Start of EXTRACT PROVIDED

Jack told her he felt some of the same pain. “We’ll just have to straighten it out when we get there,” he said, attempting to calm his wife. “We’ve always taught our daughter to tell the truth and we have to trust she will do just that.”
CHAPTER 11
Earlier in the night, Captain Hendrick had established a temporary command post at Eighty-first Avenue. It was there, near the crime scene, where he had huddled with his men to remind them of the urgency for gathering all the information they could on this homicide. In 1993, when Hendrick attended the FBI Academy, he had been trained for similar situations, which required the teamwork and cooperation of multiple officers to finalize an outcome. He had already experienced many complex investigations whereby his management and coordination skills had been tested to the max. Once again, he knew it would require his best efforts in managing his personnel to solve this case.
“We have a difficult situation here,” Hendrick had cautioned his right-hand man, Sergeant King. “I am afraid the crime scene isn’t going to give us much; so when you finish up here, I want you to go back to the police station and interview the Poole girl. I am certain she has already given her account of what happened by now, but I want to make certain we don’t miss anything.”
In the few short hours Renee Poole had been at the Myrtle Beach police headquarters, she had alternated her time between the interview room, the bathroom, and outside the building when she insisted she needed a cigarette. So far, the police had gotten little information from her. If this was a cat-and-mouse game she was playing, she was coming off curiously reticent and seemingly gentle as a week-old kitten.

End of EXTRACT PROVIDED
Start of MATERIAL

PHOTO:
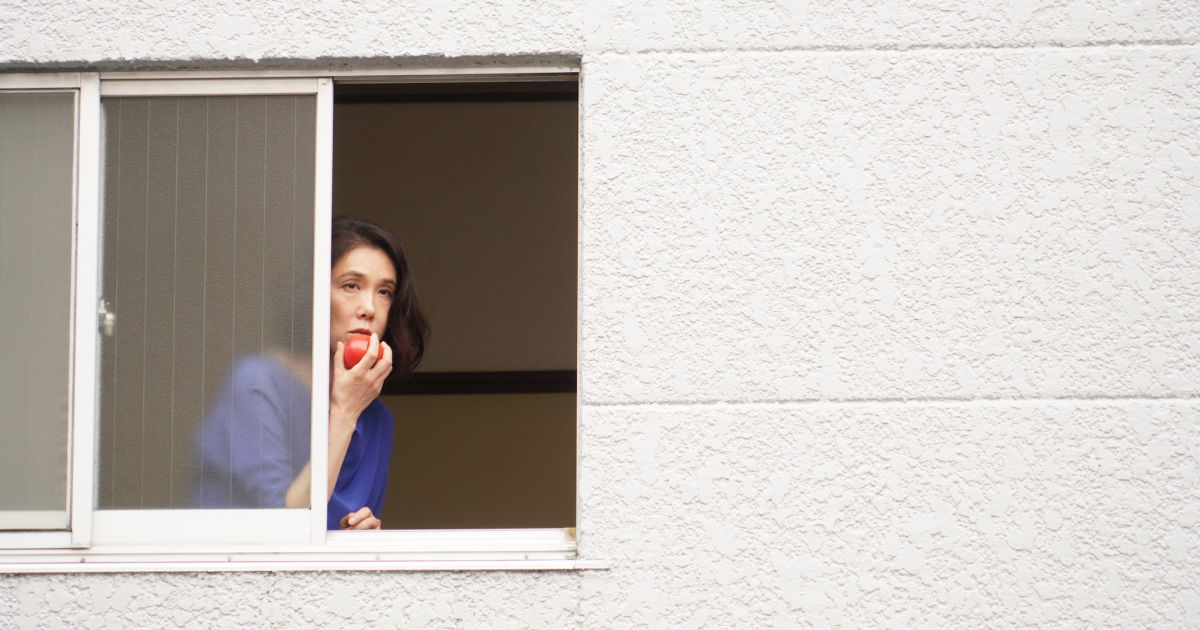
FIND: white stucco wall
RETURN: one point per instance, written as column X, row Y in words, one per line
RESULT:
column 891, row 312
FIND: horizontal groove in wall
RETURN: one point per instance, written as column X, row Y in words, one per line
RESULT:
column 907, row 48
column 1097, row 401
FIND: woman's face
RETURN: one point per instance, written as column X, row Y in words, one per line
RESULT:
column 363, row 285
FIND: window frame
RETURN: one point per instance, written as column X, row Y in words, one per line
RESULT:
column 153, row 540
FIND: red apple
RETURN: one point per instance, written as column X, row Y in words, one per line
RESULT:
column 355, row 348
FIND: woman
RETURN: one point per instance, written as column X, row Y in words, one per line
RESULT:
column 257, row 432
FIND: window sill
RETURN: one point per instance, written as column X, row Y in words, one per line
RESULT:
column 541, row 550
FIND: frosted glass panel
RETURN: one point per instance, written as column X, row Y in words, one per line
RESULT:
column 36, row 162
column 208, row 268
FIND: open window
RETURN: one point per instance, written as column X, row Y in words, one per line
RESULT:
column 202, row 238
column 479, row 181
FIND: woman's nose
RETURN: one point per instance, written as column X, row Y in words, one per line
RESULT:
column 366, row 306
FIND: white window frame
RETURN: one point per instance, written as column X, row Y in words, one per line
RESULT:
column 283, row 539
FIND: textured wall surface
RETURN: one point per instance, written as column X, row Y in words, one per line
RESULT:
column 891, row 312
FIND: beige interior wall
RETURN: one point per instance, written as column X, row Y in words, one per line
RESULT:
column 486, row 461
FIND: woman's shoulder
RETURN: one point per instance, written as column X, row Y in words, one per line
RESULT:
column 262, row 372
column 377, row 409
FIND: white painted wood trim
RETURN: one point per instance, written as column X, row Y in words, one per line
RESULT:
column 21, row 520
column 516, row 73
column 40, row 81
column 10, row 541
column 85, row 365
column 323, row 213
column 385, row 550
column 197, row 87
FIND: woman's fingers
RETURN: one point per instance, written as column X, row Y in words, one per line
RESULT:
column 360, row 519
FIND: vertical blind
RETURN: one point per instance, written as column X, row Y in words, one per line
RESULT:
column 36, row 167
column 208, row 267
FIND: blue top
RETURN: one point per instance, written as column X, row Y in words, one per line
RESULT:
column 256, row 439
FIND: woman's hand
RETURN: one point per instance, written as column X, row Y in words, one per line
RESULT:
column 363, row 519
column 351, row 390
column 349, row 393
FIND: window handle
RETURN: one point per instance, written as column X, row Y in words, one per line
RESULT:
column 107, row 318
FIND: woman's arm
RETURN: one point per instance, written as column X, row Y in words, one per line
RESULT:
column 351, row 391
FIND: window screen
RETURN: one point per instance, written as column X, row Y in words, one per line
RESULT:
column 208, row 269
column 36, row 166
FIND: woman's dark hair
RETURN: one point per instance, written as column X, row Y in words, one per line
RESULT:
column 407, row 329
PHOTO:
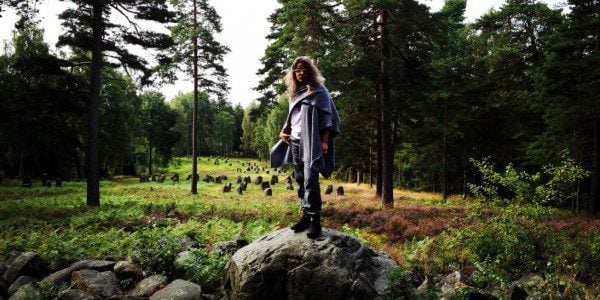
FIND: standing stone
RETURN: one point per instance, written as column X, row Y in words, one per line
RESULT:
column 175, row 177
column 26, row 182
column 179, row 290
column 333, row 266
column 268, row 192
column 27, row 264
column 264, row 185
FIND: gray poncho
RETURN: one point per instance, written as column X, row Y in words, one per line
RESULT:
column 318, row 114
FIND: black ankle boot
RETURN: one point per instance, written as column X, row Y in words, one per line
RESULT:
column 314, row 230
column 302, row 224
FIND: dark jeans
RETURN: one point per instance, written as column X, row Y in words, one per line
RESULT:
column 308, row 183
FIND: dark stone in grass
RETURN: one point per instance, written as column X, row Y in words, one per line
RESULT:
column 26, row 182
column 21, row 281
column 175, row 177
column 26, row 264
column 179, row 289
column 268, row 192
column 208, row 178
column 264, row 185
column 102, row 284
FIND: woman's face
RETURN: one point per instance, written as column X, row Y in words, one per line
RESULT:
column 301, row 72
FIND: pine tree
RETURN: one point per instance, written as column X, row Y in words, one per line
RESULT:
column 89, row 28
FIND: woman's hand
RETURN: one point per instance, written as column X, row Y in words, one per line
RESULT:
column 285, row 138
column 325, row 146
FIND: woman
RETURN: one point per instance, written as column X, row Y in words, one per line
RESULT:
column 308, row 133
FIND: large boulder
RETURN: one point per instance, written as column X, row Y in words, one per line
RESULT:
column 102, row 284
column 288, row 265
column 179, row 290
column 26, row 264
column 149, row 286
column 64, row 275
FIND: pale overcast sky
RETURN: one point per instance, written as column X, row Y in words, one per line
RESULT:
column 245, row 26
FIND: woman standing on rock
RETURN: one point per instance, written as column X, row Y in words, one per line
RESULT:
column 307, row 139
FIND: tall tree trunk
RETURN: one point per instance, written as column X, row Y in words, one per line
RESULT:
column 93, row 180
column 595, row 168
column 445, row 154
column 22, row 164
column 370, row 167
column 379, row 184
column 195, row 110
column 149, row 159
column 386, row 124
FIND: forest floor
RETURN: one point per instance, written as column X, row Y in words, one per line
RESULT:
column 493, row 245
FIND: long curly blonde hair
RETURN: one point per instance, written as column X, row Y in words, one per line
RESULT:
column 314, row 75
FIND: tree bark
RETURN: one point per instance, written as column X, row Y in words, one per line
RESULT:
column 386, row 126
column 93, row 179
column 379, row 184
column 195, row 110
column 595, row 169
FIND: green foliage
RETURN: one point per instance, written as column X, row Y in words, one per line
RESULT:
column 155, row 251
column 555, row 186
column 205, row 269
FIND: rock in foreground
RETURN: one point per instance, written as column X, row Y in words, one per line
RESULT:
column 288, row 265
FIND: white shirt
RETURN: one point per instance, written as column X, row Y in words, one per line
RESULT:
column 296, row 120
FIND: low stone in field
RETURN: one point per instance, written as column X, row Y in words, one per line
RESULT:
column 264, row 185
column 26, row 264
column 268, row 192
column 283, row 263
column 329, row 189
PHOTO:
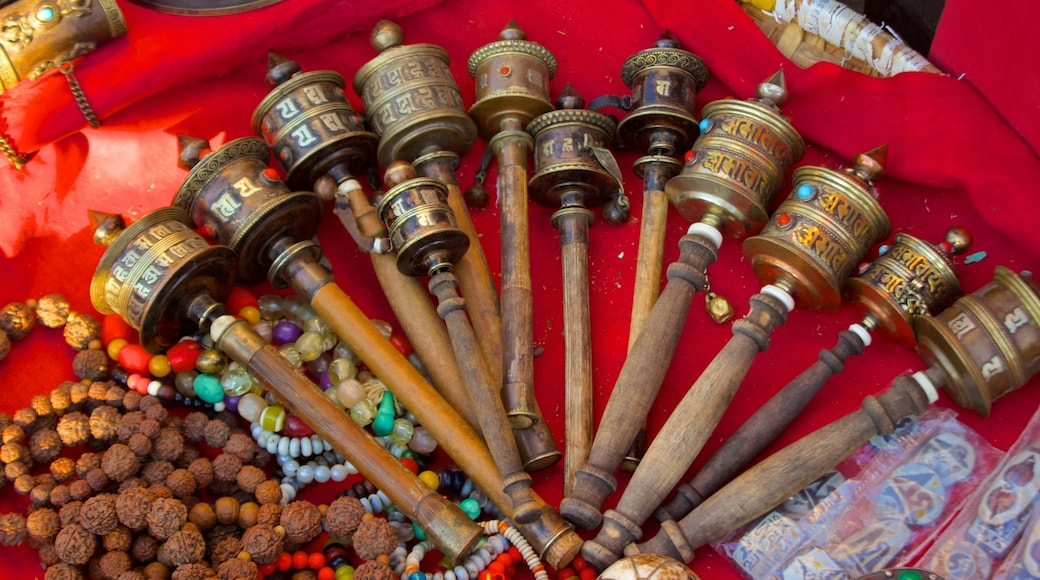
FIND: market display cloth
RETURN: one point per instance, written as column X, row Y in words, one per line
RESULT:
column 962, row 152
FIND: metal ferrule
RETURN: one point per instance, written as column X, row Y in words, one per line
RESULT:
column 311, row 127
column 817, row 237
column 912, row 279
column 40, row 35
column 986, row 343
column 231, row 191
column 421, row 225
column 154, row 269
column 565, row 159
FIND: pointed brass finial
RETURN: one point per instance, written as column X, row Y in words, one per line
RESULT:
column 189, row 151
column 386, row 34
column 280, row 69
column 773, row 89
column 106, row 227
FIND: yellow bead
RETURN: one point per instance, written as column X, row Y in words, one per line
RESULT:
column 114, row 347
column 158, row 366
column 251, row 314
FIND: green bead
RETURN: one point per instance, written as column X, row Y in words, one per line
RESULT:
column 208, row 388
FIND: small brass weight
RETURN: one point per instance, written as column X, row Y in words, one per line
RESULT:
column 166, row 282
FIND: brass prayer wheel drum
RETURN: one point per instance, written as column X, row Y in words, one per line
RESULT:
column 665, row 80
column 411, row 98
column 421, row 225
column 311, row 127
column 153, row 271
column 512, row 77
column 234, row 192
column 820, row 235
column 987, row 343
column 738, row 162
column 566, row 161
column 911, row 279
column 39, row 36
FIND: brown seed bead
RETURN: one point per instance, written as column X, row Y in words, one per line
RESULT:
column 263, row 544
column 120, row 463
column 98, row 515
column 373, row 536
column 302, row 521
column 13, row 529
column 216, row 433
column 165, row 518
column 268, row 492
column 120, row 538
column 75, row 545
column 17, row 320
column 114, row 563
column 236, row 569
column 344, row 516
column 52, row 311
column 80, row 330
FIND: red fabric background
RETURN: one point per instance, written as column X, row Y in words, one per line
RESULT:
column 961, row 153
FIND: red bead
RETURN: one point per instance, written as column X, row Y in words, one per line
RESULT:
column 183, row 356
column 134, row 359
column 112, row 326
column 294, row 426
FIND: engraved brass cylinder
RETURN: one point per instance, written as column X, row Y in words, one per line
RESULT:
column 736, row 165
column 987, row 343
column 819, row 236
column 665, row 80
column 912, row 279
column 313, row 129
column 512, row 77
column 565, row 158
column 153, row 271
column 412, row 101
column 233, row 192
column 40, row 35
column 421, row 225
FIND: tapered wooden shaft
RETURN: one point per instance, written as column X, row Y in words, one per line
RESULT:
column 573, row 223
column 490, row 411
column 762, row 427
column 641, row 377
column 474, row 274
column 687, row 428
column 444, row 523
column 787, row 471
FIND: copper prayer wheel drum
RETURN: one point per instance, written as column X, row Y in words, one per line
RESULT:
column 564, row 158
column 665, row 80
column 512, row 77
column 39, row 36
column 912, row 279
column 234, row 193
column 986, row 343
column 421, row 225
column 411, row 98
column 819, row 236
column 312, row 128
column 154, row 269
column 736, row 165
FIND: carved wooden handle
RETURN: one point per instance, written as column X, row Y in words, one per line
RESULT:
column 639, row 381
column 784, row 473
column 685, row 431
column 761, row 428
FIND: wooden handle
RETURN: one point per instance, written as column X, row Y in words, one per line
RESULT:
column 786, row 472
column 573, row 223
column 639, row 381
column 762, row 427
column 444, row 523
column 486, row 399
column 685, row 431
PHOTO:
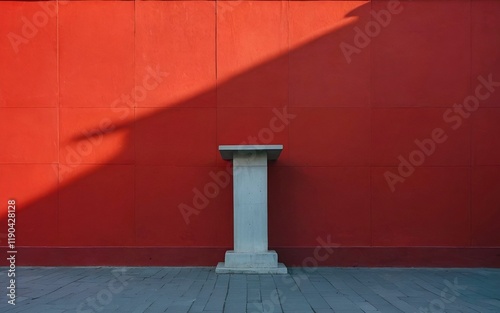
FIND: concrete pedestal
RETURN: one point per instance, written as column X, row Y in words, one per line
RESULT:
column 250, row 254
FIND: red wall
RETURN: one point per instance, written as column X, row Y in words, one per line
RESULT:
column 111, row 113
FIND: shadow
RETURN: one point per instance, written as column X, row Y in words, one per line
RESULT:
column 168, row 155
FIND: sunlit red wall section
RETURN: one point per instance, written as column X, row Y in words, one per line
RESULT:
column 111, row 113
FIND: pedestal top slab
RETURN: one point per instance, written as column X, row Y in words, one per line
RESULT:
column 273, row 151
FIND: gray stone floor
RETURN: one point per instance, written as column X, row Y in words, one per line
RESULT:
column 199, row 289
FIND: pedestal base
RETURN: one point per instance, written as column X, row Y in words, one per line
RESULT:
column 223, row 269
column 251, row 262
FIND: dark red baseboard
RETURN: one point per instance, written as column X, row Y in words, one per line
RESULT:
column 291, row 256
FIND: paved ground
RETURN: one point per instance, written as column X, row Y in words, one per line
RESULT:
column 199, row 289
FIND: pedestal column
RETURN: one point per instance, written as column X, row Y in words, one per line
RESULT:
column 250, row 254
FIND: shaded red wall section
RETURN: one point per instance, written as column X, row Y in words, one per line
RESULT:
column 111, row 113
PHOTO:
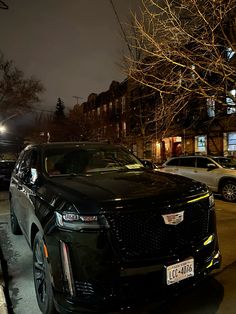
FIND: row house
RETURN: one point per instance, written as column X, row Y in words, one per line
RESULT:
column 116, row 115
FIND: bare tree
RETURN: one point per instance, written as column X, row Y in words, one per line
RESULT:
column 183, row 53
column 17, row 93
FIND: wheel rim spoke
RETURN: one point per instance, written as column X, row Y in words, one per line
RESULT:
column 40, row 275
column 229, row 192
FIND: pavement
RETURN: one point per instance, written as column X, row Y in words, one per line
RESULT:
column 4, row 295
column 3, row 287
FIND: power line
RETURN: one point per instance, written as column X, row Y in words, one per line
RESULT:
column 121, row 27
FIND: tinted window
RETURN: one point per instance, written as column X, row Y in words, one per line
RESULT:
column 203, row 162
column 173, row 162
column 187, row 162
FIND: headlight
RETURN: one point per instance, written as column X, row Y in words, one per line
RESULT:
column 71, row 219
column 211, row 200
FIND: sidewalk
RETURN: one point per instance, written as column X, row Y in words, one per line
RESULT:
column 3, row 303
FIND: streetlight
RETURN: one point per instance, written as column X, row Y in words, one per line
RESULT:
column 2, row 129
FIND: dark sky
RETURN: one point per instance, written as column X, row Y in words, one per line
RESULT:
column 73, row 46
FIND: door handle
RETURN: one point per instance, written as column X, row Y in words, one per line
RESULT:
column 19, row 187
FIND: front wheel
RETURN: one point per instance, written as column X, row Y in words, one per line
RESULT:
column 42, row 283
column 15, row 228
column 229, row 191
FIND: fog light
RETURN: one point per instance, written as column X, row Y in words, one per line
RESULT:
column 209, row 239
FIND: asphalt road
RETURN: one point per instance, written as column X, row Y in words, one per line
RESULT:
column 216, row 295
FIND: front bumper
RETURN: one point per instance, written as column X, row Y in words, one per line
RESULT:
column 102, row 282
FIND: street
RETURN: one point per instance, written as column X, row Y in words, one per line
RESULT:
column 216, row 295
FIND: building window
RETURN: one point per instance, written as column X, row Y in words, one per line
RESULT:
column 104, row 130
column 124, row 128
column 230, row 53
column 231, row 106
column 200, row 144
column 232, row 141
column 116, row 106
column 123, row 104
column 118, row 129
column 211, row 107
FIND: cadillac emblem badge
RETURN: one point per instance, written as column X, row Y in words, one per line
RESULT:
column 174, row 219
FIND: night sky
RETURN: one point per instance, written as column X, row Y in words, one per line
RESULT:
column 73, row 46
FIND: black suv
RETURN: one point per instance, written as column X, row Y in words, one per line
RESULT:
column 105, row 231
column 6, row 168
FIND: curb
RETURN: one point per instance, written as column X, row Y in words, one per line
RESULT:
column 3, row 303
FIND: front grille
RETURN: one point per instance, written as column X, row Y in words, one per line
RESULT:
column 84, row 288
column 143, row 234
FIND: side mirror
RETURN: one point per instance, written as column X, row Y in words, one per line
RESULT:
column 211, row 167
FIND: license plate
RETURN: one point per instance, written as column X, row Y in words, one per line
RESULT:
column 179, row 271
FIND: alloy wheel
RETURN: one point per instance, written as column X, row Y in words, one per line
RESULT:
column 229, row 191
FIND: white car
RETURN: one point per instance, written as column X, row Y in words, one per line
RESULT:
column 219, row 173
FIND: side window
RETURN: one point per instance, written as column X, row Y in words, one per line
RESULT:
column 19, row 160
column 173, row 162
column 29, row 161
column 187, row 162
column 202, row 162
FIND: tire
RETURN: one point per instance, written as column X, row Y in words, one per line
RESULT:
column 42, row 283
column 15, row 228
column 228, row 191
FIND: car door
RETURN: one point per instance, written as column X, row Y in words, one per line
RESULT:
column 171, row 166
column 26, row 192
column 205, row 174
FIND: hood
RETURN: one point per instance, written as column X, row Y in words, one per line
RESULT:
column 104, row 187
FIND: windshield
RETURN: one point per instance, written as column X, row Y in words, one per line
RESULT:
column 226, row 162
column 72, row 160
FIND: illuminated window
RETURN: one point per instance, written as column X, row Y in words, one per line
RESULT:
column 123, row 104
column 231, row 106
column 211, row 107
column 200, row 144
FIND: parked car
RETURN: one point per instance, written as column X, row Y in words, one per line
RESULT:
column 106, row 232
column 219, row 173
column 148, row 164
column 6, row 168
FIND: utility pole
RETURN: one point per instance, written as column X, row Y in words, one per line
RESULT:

End of MATERIAL

## [COMPLETE THE FOLLOWING]
1 > From the story excerpt above the records, output a passage word for word, starting at the words "In the few short" and ending after the words "a week-old kitten.".
2 > Translate this sentence from the story excerpt into Spanish: "Earlier in the night, Captain Hendrick had established a temporary command post at Eighty-first Avenue."

## [OUTPUTS BY TASK]
1 >
In the few short hours Renee Poole had been at the Myrtle Beach police headquarters, she had alternated her time between the interview room, the bathroom, and outside the building when she insisted she needed a cigarette. So far, the police had gotten little information from her. If this was a cat-and-mouse game she was playing, she was coming off curiously reticent and seemingly gentle as a week-old kitten.

2 > Más temprano esa noche, el capitán Hendrick había establecido un puesto de mando temporal en la Avenida Ochenta y uno.